■ **小さな練習 A**
本文によると、関谷あさみ先生の「無限遠点」がはっきり描き出している、「女性が女性を好きになる」ときに避けられない感情は何ですか?

つぼみvol.4 - まんがタイムきららWeb(試し読みあり)
「つぼみ」4号目がすごいです。全体のレベルがおかしい。半端じゃなさすぎる。
まず男性も女性も読みやすい絵柄でバランスが保たれているのがすごい。
そして、女性の心理の機微の隙間を突いてくる作品が多いのがすごい。
 
今回の中では関谷あさみ先生の「無限遠点」がとにかく自分の中で強烈すぎて、衝撃を受けたのでメモをしておきます。
「女性が女性を好きになる」時に生まれる、避けられない感情の一つをがっちりとたたき出したとんでもない作品です。
それは、嫉妬。
相手が誰かを好きになることへの嫉妬ではなく、その人自身への嫉妬心です。
 

●自分は一体何が好きなんだろう?●

ヘテロだろうが同性だろうが言えることですが、恋愛について回る一つの議題は「自分が何を好きなのか」です。
まあもちろん「相手のことを好きだよ」と普通は言うでしょう。だってそれが恋だし。
しかし、実はよく考え直すなら自分が好きな場合も、間違いなくあります。
その人に認められている自分が好き。
その人を好いている自分が好き。
自分が好きだからその人が別の人間だとわかり、抵抗を覚えてしまう。
 
人間は思っているほどバカじゃない。中高生だって恋愛について自分が空回っているのに気づくことはある。
「ああ、自分は自分が好きなんだな」と理解した時、猛烈な自己嫌悪に陥ることになります。
 
しかし、異性ならそこを乗り越えられる便利な呪文があるわけです。
「あの人は自分と違うから」。
男性と女性の思考は、個人差はあると言ってもやはり根本的に強烈な壁があります。こと恋をする際に「相手が自分にないものを持っている」というのは憧れを含んだ吸引力になります。

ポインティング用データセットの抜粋
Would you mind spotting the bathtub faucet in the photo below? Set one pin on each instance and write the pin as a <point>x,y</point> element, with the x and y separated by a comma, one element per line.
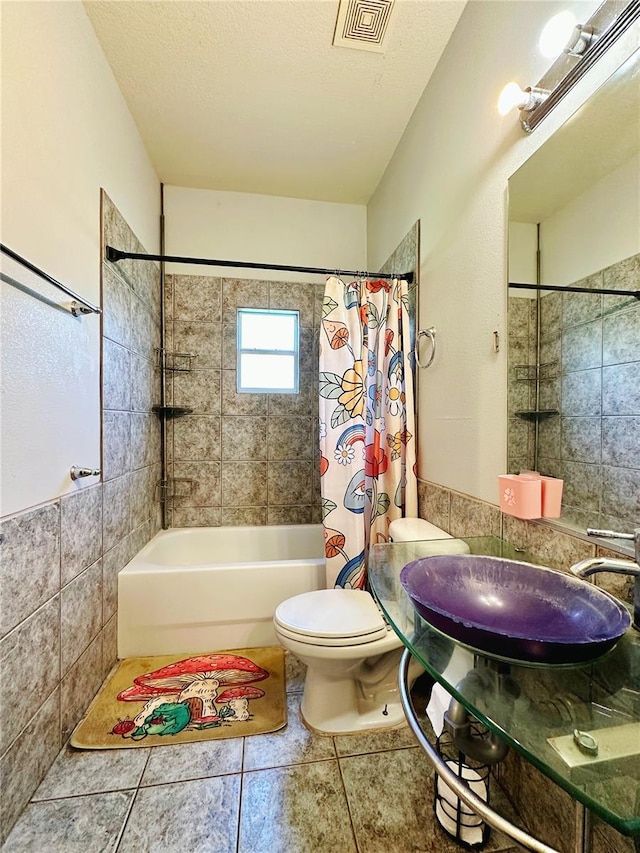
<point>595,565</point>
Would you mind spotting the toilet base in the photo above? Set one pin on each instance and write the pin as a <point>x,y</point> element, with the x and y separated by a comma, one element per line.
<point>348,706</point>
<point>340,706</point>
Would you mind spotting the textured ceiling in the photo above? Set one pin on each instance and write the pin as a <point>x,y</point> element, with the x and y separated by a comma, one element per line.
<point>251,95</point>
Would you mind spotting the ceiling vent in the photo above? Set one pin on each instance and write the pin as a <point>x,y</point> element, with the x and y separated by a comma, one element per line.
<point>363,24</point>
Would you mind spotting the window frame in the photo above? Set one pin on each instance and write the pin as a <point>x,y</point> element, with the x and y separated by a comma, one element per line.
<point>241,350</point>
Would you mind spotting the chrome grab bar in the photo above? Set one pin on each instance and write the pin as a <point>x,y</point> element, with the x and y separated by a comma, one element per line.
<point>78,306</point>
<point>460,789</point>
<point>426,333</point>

* * *

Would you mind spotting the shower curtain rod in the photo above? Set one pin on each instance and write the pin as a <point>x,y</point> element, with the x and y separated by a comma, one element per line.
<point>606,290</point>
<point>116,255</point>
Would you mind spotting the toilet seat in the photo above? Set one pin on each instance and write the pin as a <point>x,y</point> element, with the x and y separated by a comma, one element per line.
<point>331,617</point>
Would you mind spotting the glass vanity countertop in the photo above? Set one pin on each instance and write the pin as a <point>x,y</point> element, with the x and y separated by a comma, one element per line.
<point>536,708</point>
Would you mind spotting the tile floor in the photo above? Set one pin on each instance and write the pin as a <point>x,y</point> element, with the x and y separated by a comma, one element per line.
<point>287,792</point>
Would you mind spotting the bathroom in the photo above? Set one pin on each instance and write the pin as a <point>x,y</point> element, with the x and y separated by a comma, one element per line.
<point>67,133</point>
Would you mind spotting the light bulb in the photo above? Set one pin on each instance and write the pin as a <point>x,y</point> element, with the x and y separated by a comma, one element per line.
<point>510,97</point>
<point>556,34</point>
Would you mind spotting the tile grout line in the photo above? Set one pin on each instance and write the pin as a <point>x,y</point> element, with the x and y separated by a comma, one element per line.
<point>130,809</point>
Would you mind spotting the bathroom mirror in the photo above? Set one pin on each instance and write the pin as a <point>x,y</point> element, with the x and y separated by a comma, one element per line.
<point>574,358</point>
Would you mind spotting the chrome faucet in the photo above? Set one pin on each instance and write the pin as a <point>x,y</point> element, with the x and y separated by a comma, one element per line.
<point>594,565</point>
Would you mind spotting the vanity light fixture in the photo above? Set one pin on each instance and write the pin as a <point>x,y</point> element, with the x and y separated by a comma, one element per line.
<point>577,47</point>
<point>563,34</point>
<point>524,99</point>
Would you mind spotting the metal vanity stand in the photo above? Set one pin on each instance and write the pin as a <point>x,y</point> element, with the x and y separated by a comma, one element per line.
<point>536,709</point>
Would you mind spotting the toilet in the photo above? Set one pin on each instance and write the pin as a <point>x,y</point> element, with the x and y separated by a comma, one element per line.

■ **小さな練習 B**
一覧のうち、「Would you mind spotting the bathtub」を含む行から「<point>363,24</point>」を含む行までを、両端の行も含めて番号付きリストに直してください。空行と画像は入れないでください。

■ **解答例 A**
嫉妬です。

■ **解答例 B**
1. Would you mind spotting the bathtub faucet in the photo below? Set one pin on each instance and write the pin as a <point>x,y</point> element, with the x and y separated by a comma, one element per line.
2. <point>595,565</point>
3. Would you mind spotting the toilet base in the photo above? Set one pin on each instance and write the pin as a <point>x,y</point> element, with the x and y separated by a comma, one element per line.
4. <point>348,706</point>
5. <point>340,706</point>
6. Would you mind spotting the textured ceiling in the photo above? Set one pin on each instance and write the pin as a <point>x,y</point> element, with the x and y separated by a comma, one element per line.
7. <point>251,95</point>
8. Would you mind spotting the ceiling vent in the photo above? Set one pin on each instance and write the pin as a <point>x,y</point> element, with the x and y separated by a comma, one element per line.
9. <point>363,24</point>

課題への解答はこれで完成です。